March 16, 2008
Atlantic Hockey Tournament Finals
Thank God It's Frider

By Ken McMillan

Air Force 5,
Mercyhurst 4
Team Goal Str
Time Assists
First Period
1-AF Brent Olson (18) PP
19:58 M. Phillipich, G. Flynn

Second Period

2-AF Frank Schiavone (5) EV
13:23 S. Kozlak, J. Frider
1-MCY Matt Pierce (15) PP
17:11 B. Cottreau, J. Terminesi
2-MCY Steve Cameron (11) PP
19:46 S. Pitt, B. Coccimiglio
Third Period
3-MCY Nick Vandenbeld (2) EV
3:50 C. Risi
3-AF Josh Schaffer (5) EV
9:50 M. Phillipich, S. Bertsch
4-MCY Brett Robinson (8) EV
11:09 M. Pierce
4-AF Josh Frider (12) EV
11:30 B. Olson, S. Kozlak
First Overtime
No scoring
Second Overtime
5-AF Josh Frider (13) EV
0:56 B. Olson
MCY: Matt Lundin (80:56, 42 svs, 5 GA)
AF: Andrew Volkening (80:56, 49 svs, 4 GA)
Penalties: MCY 7/25; AF 9-18
Power Plays: MCY 2-7; AF 1-5
All-Tournament Team

G-Andrew Volkening, Air Force
D-Matt Charbonneau, Air Force
D-Jeff Terminesi, Mercyhurst
F-Brent Olson, Air Force (MVP)

########################################

◆ Given problem 1:
Answer the following questions using the hockey tournament final summary.
(a) Who scored in the second overtime, and at what time?
(b) How many saves did Andrew Volkening make?
(c) Which player on the All-Tournament Team is named MVP?
◆ Given problem 2: Write the next part of the hockey tournament final summary, starting after its last line.

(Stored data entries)
########################################

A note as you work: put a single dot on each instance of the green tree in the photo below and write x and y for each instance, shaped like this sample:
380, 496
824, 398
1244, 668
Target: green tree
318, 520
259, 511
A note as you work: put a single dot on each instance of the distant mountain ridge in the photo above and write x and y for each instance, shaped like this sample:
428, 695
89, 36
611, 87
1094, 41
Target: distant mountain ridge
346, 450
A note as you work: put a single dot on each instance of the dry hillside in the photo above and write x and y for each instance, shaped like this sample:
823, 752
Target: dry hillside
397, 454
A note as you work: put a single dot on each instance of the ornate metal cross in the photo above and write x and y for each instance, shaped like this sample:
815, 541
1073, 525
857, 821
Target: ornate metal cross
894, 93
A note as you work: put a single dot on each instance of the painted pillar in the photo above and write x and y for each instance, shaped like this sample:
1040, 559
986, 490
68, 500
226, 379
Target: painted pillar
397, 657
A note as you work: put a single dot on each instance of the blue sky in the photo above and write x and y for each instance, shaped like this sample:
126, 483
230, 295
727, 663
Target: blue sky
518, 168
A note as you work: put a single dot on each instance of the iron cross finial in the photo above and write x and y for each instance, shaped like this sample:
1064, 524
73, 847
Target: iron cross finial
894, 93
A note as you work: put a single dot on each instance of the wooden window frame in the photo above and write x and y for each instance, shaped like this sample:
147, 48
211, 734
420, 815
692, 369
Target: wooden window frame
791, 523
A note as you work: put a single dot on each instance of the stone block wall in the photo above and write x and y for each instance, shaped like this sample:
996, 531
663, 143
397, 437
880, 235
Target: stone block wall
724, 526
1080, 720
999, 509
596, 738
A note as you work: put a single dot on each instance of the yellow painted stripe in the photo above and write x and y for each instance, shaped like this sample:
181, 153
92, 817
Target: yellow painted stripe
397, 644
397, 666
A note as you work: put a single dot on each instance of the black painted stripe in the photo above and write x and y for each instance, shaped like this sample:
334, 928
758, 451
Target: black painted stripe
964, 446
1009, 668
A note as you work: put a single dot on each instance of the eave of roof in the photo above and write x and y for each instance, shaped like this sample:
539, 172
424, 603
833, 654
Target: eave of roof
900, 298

########################################

◆ Exercise response 1:
(a) Josh Frider of Air Force, at 0:56.
(b) 49 saves.
(c) Brent Olson of Air Force.

◆ Exercise response 2:
F-Matt Pierce, Mercyhurst
F-Chris Risi, Mercyhurst

ROCHESTER, N.Y. – At the culmination of the longest championship game in MAAC/Atlantic Hockey history, Josh Frider had a short but perfect answer to describe Air Force’s 5-4, double-overtime victory over Mercyhurst on a late Sunday night at Blue Cross Arena.

“This is joy," said Frider, who provided the championship-winning goal at 56
seconds of the second overtime.

A year ago the joy was somewhat muted as Air Force scored early and kept scoring in a 6-1 title game rout of Army. This victory, though, was a test of nerves for everyone involved and a test of endurance for Mercyhurst.

The fifth-seeded Lakers were vying to become the first Atlantic Hockey team to record three wins in three days on championship weekend and, boy, did they come close.

The Lakers rallied from two goals down to tie the game in the final three minutes of the second period. They even pulled ahead twice in the third period only to have a gutty Air Force squad strike back with tying goals.

“Going down 2-0, it really sunk in," said Mercyhurst’s Mike Gurtler. “Everybody
came together and really brought it up."

The cruelest play was saved for last when leading scorer Ben Cottreau walked in on a breakaway in the final seconds of regulation only to be stopped by all-tourney goalie Andrew Volkening, one of his 49 saves.

“It wasn’t in the cards," said Mercyhurst coach Rick Gotkin.

The ever-stoic Volkening basically said most of the game was a blur with no real
specific recollections, although his two saves on a two-on-one break by Gurtler and Dan Bremner midway through the first overtime did stand out. “I kind of remember that one," he laughed.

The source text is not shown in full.